→ **Data to examine**:
**********
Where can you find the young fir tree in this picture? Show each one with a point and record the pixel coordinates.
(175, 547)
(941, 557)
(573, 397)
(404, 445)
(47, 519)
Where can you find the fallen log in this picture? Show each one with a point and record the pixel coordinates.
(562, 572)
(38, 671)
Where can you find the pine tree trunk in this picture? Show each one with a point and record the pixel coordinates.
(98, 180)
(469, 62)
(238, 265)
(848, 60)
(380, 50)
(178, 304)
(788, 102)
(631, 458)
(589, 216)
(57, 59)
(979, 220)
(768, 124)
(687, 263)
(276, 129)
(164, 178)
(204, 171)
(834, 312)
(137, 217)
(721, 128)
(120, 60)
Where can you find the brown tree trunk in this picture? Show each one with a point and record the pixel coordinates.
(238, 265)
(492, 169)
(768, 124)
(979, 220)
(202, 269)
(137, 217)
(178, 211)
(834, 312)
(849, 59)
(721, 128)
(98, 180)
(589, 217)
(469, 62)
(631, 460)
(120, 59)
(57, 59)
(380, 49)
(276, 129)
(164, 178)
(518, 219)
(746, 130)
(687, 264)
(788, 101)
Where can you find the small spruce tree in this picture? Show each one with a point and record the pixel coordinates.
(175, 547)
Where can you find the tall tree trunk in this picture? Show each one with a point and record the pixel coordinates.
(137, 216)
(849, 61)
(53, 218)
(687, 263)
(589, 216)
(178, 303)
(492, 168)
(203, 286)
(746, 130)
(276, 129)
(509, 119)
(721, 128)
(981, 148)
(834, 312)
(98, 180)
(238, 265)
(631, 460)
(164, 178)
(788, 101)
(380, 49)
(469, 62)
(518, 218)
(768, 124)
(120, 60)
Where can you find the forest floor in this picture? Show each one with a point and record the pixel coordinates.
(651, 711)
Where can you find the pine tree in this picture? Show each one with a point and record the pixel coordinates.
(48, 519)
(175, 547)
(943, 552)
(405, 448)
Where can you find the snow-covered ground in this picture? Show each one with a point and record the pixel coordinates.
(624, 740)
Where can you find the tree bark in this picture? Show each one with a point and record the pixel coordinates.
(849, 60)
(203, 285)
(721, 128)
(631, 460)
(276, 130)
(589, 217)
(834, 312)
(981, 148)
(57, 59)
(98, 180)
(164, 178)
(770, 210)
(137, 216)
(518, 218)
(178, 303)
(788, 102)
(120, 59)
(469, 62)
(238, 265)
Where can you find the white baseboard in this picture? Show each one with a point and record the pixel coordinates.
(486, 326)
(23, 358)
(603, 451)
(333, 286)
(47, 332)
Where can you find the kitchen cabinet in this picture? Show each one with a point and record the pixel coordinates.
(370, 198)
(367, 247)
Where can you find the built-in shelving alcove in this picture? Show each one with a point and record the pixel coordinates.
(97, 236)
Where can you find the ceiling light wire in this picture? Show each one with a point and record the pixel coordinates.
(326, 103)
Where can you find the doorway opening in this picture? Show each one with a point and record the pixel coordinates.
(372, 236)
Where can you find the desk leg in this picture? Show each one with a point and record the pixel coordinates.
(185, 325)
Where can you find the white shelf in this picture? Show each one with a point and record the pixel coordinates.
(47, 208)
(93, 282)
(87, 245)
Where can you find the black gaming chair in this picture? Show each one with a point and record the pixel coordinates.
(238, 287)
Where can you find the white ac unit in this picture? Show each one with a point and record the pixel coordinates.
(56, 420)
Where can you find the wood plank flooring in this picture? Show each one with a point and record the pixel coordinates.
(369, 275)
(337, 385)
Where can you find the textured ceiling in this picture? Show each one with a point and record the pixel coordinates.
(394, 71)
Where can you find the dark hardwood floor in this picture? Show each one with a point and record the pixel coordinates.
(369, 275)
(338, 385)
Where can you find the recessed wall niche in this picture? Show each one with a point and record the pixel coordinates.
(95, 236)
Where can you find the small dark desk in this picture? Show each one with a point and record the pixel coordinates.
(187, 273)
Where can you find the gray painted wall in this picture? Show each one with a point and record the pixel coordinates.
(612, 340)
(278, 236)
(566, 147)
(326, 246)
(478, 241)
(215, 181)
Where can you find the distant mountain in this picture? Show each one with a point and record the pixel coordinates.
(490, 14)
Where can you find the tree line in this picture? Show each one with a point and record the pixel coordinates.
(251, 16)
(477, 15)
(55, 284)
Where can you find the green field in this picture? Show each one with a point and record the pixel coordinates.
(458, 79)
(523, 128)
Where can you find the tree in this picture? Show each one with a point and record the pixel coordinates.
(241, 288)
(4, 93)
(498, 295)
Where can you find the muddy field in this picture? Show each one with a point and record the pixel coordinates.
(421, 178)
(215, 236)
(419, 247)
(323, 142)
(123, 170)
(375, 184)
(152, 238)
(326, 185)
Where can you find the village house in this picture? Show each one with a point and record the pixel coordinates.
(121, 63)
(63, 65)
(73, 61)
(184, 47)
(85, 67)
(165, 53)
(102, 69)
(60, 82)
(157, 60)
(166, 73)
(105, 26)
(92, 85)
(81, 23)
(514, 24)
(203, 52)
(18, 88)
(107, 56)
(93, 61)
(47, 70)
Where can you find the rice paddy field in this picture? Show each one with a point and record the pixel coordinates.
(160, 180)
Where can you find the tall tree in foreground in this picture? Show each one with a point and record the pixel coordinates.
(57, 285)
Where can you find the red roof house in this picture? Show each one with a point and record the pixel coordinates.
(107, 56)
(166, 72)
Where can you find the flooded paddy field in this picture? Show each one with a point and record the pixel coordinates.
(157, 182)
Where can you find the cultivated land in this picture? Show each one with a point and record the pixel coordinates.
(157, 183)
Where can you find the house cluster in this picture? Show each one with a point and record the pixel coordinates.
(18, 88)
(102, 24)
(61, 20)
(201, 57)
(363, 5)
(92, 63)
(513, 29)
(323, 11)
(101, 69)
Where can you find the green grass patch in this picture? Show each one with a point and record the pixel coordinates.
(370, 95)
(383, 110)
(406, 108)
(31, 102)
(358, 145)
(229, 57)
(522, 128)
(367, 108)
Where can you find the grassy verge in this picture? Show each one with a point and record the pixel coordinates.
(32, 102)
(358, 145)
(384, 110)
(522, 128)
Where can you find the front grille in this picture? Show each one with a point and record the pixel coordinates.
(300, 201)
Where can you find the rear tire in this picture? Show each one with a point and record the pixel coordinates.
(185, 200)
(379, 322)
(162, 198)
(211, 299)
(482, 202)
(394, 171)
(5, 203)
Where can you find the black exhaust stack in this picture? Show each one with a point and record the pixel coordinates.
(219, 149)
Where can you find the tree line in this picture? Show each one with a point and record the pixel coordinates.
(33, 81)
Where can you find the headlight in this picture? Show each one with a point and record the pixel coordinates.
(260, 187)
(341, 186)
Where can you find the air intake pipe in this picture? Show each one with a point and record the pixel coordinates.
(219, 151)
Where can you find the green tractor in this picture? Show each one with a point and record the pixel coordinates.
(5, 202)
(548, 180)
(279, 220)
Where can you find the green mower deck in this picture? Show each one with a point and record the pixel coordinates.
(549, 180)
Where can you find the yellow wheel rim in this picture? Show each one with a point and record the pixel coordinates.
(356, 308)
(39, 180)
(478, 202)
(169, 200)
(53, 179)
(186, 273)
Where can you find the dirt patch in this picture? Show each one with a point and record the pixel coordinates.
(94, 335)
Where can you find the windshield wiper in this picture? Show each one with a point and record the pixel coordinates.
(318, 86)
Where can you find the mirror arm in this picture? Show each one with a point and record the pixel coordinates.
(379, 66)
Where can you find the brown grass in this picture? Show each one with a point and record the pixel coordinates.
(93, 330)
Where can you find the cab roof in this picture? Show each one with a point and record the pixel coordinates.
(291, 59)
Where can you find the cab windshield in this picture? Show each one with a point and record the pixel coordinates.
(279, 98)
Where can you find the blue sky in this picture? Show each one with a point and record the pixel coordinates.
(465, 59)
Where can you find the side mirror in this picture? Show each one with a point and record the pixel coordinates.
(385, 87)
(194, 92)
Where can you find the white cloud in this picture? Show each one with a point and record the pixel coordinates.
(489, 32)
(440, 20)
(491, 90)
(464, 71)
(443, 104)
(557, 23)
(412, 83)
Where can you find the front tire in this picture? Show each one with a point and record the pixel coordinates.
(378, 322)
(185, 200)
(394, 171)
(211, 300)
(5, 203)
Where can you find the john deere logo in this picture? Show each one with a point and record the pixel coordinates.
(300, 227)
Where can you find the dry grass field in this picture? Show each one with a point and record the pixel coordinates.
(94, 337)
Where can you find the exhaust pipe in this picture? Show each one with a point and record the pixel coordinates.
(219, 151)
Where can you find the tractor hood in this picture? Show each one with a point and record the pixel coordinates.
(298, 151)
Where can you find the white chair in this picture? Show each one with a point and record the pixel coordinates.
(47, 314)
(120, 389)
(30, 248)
**********
→ **Instructions for the task**: Only the lines from the one containing "Where can you find the exhaust" to the end of the listing belong in the output, each reproduced exactly.

→ **Result for this exercise**:
Where can you find the exhaust pipe in this picture? Show each one with a point and record the pixel coordinates.
(219, 151)
Where can you find the tractor hood in this picture? Show each one with a point and record the pixel coordinates.
(298, 151)
Where can you find the white chair in this picture? Show each one with a point and record the pixel coordinates.
(47, 314)
(120, 389)
(30, 248)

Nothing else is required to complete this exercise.